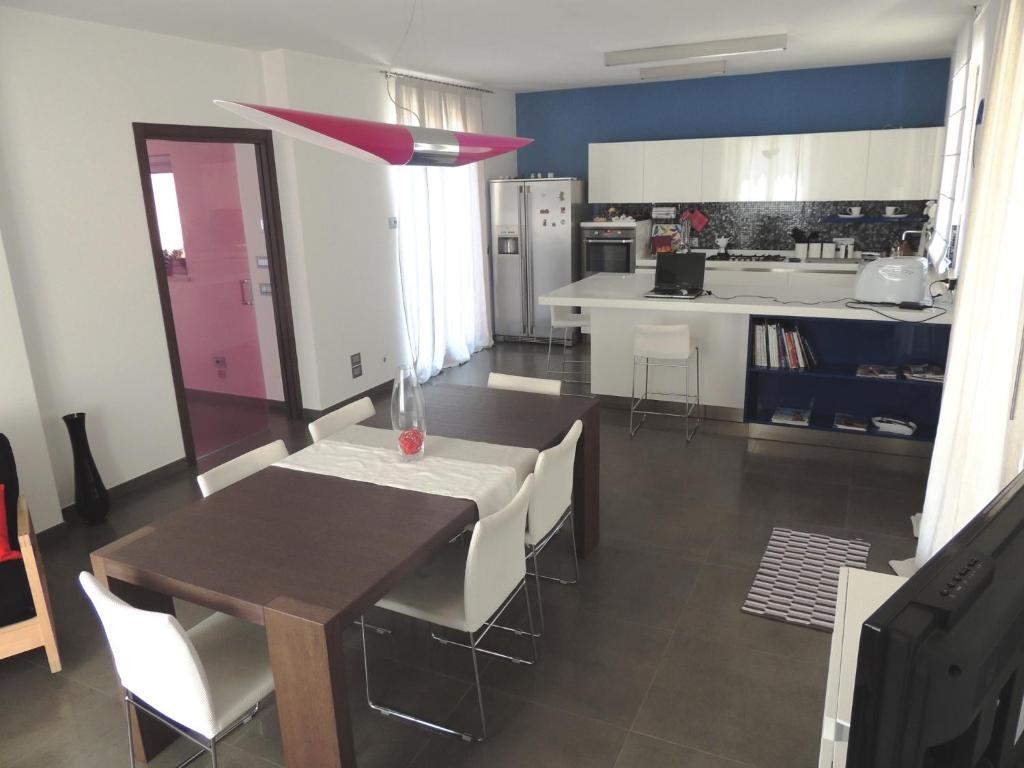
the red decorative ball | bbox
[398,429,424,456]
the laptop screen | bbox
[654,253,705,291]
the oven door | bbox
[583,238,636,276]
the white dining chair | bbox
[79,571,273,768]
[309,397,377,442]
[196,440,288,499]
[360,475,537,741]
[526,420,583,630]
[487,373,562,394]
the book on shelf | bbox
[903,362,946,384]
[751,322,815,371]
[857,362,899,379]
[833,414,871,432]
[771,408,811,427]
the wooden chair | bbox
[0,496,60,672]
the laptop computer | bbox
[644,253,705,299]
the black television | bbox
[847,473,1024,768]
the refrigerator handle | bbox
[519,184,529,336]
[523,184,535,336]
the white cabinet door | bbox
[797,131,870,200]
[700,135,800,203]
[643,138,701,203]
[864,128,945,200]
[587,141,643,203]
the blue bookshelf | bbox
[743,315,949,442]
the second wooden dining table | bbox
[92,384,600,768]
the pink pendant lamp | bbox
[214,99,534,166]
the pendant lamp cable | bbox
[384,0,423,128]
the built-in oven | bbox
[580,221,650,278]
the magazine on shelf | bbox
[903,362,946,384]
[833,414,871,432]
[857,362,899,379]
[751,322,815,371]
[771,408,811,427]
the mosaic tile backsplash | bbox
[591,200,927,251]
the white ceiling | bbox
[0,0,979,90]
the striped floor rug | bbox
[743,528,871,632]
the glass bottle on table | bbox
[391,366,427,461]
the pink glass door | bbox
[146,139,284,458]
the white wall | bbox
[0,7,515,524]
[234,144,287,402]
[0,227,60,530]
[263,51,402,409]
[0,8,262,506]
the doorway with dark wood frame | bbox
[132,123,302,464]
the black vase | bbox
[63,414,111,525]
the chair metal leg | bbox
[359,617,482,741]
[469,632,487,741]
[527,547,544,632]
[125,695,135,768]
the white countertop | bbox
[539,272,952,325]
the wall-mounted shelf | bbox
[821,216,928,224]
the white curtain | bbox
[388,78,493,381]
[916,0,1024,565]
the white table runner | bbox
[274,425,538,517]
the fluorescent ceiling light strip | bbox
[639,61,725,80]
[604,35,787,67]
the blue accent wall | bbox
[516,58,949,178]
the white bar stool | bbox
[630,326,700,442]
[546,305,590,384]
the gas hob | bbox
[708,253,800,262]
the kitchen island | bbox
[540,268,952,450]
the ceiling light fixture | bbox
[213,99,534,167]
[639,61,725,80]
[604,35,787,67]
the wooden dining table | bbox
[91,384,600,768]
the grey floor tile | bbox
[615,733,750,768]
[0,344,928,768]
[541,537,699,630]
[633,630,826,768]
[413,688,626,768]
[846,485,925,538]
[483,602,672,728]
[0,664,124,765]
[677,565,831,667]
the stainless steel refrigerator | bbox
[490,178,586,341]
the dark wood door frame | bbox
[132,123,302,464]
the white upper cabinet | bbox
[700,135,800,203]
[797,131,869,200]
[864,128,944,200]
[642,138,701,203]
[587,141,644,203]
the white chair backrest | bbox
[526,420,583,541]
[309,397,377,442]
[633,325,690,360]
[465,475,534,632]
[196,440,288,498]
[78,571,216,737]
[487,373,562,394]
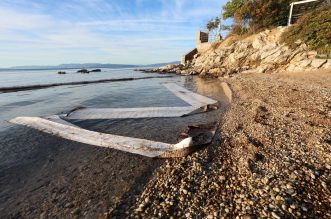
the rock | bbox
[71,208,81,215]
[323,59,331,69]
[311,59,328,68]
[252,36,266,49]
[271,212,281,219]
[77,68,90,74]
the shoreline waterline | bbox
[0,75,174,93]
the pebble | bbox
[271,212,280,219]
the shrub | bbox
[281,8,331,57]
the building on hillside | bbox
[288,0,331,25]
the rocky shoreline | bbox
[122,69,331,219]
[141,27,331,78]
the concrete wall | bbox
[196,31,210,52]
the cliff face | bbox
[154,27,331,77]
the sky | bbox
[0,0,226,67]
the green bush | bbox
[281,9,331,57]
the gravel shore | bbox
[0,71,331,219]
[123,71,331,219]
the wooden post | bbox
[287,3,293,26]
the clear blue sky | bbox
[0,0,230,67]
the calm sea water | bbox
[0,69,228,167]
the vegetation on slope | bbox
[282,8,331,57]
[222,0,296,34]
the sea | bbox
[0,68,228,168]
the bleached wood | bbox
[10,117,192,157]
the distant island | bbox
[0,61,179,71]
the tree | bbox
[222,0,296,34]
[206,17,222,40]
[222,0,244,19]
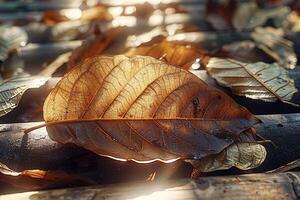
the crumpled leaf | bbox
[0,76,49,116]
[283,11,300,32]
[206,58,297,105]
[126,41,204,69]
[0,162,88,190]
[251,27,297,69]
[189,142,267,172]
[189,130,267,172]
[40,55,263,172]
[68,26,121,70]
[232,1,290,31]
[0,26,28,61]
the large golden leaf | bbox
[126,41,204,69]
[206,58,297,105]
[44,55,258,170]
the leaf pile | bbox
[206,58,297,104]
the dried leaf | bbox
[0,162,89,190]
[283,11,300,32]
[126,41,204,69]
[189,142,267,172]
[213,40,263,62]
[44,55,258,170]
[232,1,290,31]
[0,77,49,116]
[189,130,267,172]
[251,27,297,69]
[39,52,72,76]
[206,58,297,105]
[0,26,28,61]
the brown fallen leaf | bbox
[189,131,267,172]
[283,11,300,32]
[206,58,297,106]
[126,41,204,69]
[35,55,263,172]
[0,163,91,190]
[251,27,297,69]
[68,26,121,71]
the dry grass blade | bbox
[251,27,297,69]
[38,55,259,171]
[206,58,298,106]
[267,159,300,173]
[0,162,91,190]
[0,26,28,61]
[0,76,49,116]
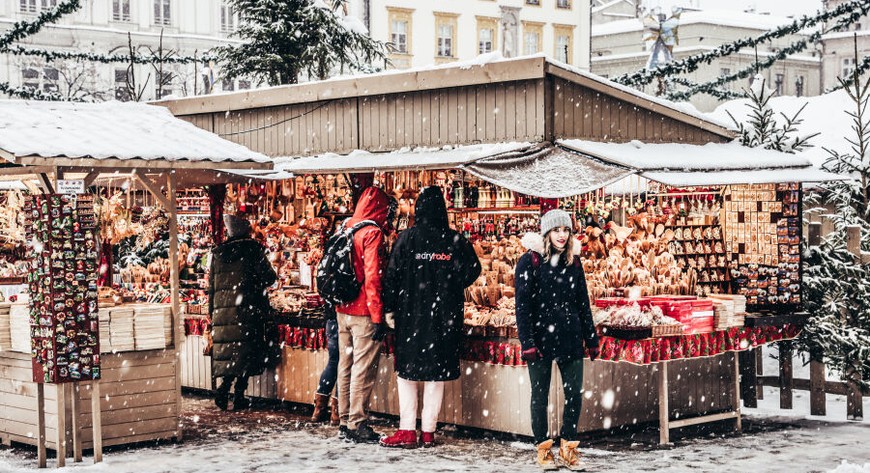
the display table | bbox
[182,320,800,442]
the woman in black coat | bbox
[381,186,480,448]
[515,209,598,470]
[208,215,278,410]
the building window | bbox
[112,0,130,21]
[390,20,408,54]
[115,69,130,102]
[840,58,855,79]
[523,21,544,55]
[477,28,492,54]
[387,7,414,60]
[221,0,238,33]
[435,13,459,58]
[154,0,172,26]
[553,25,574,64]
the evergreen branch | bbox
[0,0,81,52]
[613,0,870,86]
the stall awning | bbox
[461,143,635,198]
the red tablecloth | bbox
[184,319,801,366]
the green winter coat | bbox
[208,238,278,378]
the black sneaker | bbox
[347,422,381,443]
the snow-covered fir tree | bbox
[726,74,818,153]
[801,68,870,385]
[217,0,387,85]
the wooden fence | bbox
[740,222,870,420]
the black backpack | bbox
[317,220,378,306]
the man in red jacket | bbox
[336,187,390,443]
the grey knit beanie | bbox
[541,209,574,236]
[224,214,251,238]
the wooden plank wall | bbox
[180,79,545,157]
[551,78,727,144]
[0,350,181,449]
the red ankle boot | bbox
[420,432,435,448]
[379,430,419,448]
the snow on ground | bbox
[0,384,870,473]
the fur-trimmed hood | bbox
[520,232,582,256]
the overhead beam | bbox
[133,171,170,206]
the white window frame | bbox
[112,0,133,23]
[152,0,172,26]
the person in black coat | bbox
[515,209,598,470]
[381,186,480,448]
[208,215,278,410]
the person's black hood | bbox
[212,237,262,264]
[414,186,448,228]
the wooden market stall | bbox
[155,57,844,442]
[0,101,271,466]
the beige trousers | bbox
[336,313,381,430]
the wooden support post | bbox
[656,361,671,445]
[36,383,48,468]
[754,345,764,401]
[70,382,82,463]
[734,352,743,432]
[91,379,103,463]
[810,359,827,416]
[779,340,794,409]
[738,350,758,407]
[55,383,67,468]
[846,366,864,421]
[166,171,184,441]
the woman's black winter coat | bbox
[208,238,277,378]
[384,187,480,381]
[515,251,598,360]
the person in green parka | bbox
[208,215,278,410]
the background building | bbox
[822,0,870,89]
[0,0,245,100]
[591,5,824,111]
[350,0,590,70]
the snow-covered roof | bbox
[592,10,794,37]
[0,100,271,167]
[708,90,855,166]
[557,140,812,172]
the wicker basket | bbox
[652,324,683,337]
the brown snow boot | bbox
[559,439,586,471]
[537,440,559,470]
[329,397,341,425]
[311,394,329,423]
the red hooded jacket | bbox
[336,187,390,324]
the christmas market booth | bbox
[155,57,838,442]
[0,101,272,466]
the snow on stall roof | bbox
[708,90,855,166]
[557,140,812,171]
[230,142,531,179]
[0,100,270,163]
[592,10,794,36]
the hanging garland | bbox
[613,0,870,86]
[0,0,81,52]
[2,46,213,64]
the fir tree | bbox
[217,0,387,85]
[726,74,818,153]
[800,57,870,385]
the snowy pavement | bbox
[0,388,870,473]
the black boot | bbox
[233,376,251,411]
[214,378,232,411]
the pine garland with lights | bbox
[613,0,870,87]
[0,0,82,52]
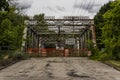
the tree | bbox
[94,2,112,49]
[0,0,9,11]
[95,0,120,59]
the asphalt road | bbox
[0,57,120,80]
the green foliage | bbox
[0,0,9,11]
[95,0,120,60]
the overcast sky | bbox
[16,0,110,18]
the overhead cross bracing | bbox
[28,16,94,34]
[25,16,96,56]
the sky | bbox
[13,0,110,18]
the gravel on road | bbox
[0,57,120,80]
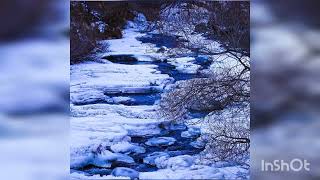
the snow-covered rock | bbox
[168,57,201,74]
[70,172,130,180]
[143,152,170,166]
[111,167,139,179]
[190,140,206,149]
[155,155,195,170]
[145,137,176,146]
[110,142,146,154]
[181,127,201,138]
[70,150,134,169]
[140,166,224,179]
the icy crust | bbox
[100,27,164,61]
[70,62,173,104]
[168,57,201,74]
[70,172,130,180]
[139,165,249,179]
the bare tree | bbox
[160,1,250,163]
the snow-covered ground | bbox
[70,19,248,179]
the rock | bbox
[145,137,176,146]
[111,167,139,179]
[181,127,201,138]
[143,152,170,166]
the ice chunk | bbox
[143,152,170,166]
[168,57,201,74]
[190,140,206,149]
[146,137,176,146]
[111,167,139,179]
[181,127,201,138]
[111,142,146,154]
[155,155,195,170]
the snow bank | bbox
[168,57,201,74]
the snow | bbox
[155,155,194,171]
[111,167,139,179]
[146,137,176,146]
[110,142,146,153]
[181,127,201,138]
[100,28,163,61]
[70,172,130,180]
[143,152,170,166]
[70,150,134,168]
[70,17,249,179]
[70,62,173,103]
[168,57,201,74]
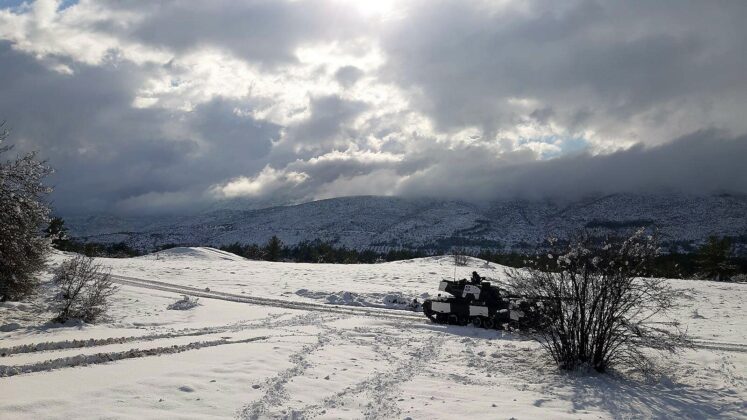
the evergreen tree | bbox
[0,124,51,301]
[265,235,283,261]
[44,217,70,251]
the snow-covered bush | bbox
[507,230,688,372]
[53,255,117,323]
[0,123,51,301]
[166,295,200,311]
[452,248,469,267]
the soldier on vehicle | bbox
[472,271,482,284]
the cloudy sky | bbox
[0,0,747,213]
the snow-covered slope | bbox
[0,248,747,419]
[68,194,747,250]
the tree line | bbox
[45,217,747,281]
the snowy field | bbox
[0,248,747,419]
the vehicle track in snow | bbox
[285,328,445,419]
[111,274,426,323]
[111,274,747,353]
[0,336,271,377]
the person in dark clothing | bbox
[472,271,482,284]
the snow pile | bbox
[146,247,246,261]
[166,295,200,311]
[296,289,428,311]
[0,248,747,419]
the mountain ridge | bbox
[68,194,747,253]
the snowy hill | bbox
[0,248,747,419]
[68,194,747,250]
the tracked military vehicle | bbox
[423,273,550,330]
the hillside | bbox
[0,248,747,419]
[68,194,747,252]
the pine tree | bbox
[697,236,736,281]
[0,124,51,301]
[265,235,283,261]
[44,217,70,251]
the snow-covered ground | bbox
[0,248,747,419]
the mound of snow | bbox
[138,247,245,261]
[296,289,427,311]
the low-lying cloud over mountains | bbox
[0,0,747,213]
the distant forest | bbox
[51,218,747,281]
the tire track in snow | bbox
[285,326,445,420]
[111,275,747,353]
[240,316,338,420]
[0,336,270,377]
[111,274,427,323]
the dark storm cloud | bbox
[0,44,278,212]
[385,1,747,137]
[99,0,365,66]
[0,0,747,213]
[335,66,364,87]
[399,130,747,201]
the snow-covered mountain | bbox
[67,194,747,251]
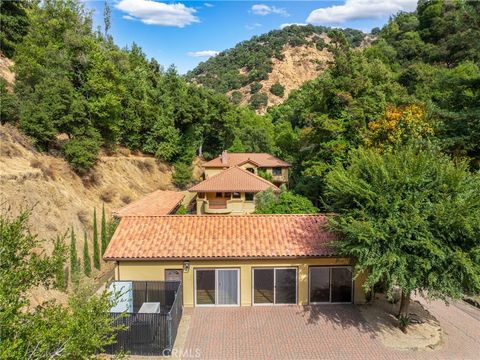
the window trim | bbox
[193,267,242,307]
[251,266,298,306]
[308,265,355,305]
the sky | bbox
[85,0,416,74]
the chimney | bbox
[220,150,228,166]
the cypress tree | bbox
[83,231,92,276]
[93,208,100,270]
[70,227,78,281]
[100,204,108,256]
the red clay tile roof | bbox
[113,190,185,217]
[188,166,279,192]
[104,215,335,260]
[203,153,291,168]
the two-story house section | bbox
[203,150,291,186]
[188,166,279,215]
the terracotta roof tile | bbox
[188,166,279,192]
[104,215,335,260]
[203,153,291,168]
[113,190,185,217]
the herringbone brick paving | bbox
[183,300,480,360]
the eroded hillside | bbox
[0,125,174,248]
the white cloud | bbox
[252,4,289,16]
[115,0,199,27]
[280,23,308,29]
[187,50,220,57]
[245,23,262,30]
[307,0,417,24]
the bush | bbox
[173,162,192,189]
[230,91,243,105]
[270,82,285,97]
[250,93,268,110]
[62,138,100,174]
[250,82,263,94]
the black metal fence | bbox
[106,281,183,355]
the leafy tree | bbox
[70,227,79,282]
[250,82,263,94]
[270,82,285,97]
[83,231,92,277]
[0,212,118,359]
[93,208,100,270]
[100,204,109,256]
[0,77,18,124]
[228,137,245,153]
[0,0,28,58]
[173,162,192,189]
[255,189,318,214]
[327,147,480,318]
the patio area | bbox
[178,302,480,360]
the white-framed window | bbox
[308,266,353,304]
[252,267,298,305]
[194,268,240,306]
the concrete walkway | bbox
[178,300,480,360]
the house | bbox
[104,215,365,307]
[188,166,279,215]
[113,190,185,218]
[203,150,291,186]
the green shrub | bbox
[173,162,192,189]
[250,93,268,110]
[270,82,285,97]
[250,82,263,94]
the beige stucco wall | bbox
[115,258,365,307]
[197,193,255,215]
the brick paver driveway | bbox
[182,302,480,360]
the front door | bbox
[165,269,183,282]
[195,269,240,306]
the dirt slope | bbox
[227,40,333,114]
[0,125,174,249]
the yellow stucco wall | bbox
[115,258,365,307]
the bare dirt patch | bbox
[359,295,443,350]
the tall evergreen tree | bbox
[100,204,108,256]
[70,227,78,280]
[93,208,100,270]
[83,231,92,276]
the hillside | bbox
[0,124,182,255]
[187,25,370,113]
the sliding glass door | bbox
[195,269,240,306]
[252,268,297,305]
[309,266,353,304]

Stated exercise ▸
Can you copy the records word for word, starting at the line that has "the second wooden dining table | bbox" and stopping after the line that has "[540,268,952,450]"?

Worked solution ▸
the second wooden dining table | bbox
[92,384,600,768]
the pink pendant lamp | bbox
[214,99,534,166]
the pendant lamp cable | bbox
[384,0,423,128]
the built-in oven | bbox
[580,221,650,278]
the magazine on shelf | bbox
[903,362,946,384]
[833,414,871,432]
[857,362,899,379]
[751,322,815,371]
[771,408,811,427]
the mosaic tile backsplash | bbox
[591,200,927,251]
the white ceiling | bbox
[0,0,979,90]
the striped floor rug | bbox
[743,528,871,632]
the glass bottle on table | bbox
[391,366,427,461]
the pink glass door | bbox
[146,139,284,458]
the white wall | bbox
[0,7,515,524]
[234,144,287,402]
[0,227,60,530]
[263,51,402,409]
[0,8,262,506]
the doorway with dark wood frame | bbox
[132,123,302,464]
the black vase | bbox
[63,414,111,525]
the chair metal leg | bbox
[359,617,482,741]
[469,632,487,741]
[527,547,544,632]
[125,695,135,768]
the white countertop | bbox
[539,272,952,325]
the wall-mounted shelf | bbox
[821,216,928,224]
the white curtain | bbox
[388,78,493,381]
[916,0,1024,565]
the white table runner | bbox
[274,425,538,517]
the fluorescent ceiling light strip | bbox
[639,61,725,80]
[604,35,787,67]
the blue accent wall | bbox
[516,58,949,178]
the white bar stool | bbox
[630,326,700,442]
[546,305,590,384]
the gas hob | bbox
[708,253,800,262]
the kitchen island | bbox
[540,268,952,450]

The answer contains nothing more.